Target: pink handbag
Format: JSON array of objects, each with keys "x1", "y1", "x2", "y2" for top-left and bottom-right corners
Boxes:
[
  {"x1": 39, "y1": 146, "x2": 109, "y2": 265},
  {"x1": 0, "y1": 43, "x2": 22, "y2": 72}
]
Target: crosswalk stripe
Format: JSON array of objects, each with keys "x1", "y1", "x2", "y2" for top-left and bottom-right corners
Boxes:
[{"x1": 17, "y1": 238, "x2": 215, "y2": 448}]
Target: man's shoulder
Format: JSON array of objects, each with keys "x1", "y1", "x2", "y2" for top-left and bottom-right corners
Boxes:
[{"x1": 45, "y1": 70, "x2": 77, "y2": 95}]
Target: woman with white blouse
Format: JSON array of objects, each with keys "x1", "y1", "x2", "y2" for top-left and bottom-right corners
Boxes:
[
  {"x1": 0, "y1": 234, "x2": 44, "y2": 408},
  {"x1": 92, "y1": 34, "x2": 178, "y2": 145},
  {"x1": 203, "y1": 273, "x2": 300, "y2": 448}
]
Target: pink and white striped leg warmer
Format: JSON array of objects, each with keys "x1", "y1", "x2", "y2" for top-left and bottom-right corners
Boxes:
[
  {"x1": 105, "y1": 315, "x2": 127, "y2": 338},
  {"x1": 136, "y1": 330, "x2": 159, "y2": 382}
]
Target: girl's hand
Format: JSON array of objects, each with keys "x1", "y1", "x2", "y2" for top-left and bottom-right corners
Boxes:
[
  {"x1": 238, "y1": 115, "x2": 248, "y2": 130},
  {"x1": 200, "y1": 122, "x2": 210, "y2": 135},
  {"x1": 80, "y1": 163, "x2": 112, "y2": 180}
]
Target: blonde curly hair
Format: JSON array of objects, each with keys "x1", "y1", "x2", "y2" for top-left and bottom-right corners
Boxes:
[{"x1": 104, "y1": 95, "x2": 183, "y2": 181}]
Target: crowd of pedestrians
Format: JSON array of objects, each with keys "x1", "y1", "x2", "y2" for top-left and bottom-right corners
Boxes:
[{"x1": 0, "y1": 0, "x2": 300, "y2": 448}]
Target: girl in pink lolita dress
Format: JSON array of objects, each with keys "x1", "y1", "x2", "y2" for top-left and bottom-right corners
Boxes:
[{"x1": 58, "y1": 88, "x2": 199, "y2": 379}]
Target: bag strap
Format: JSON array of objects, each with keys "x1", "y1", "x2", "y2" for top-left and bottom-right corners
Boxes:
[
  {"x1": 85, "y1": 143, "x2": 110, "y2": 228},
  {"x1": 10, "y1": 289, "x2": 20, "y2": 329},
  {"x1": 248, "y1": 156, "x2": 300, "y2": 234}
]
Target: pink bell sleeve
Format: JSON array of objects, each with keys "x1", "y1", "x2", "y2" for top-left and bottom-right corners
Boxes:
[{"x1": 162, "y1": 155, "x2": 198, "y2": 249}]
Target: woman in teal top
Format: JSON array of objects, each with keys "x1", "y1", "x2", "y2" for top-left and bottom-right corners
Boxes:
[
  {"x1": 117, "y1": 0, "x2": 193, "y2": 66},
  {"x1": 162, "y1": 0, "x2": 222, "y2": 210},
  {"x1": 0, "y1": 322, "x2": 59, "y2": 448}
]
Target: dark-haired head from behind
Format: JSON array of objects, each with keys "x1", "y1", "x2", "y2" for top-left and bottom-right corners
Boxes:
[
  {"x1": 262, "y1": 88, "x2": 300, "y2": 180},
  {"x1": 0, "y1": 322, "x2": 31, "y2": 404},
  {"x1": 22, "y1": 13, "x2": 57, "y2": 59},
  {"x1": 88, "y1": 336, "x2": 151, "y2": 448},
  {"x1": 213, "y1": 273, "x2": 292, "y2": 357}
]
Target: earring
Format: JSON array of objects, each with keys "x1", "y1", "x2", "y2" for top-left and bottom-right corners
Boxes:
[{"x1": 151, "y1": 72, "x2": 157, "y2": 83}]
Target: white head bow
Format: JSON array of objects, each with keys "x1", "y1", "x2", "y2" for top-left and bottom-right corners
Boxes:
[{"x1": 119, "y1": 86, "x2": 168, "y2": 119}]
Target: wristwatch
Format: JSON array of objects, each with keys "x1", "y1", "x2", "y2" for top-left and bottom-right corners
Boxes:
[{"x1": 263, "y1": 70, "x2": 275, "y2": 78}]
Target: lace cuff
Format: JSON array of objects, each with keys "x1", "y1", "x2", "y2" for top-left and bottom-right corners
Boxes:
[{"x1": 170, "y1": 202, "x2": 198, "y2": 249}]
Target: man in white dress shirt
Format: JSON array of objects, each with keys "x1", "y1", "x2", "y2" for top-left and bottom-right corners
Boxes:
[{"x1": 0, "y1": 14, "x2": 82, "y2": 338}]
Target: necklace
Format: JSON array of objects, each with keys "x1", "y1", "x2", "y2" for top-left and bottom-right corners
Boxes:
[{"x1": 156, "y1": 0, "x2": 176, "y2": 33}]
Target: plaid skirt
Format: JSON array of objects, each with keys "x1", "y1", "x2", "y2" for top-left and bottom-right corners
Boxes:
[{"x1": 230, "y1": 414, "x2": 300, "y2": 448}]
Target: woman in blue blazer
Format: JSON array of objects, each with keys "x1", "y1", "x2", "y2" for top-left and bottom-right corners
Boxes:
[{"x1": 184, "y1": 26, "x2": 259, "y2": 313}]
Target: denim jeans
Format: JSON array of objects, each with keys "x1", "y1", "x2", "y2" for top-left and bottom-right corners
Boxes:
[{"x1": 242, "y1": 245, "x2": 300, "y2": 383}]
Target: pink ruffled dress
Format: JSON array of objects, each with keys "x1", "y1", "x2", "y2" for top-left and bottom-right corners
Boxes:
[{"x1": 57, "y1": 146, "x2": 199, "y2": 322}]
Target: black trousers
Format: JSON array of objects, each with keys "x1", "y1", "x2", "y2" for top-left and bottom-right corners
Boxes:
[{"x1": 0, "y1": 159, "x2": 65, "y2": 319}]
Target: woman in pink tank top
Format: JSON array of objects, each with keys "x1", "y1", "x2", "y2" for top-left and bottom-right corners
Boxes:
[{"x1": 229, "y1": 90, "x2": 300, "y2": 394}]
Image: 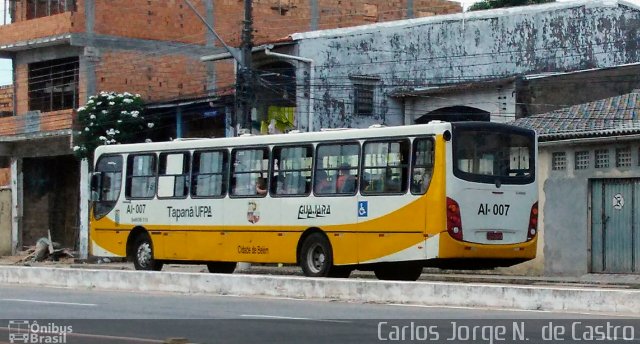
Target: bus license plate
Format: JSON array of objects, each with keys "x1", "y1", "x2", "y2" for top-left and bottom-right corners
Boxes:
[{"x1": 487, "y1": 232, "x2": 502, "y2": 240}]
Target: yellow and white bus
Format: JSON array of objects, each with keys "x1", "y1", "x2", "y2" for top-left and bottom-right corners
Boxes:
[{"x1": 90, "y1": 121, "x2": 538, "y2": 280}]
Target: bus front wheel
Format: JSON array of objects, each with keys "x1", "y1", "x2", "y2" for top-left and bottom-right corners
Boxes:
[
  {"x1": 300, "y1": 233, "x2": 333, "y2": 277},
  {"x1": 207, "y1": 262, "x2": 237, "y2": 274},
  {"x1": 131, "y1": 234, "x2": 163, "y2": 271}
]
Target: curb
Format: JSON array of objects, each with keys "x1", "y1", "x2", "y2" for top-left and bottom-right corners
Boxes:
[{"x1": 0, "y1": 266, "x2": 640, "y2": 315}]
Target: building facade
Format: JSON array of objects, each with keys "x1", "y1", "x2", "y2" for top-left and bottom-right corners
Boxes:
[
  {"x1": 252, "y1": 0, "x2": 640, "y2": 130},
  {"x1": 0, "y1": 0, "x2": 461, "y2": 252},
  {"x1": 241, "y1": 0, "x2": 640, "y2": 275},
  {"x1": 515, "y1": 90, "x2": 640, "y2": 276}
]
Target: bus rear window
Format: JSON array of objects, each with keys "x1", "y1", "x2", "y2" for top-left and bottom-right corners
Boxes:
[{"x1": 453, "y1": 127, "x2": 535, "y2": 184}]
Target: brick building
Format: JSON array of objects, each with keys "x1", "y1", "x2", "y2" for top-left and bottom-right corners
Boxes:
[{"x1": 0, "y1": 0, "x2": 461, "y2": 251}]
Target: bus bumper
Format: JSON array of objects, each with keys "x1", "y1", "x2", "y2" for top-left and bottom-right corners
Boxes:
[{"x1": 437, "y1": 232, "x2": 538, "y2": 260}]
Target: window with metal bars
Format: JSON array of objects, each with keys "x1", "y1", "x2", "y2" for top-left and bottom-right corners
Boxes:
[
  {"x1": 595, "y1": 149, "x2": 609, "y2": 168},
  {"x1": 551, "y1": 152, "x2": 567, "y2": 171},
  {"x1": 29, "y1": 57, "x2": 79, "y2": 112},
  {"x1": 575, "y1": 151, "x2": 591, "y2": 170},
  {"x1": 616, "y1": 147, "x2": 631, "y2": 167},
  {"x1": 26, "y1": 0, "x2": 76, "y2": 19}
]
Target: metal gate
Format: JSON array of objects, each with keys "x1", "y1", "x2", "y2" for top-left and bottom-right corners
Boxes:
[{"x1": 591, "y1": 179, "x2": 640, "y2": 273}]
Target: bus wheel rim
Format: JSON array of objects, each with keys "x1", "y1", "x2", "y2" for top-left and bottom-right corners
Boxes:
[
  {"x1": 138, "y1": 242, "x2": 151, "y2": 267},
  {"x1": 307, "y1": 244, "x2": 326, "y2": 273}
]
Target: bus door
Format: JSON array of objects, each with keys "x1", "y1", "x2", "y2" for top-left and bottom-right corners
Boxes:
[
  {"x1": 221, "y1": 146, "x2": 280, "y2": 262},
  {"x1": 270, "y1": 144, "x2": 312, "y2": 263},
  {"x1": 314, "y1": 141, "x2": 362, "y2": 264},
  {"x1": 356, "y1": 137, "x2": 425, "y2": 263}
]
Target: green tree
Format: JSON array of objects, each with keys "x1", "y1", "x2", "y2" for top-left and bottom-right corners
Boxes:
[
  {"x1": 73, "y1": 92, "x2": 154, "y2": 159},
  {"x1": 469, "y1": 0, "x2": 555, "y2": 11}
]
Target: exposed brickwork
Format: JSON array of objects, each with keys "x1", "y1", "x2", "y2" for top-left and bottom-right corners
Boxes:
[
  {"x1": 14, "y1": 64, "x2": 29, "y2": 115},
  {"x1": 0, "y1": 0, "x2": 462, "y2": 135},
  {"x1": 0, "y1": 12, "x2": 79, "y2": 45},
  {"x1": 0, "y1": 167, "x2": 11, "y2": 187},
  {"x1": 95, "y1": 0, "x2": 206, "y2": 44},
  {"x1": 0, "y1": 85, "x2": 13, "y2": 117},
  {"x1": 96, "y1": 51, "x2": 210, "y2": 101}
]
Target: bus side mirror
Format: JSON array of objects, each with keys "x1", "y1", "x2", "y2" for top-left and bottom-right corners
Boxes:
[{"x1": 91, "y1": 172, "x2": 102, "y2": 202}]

> [TASK BRIEF]
Pull out every line of the records above that contains the string "head", and treat uppercase and lowercase letters as different.

> [RESULT BELOW]
Target: dark-haired head from behind
Target: white head bow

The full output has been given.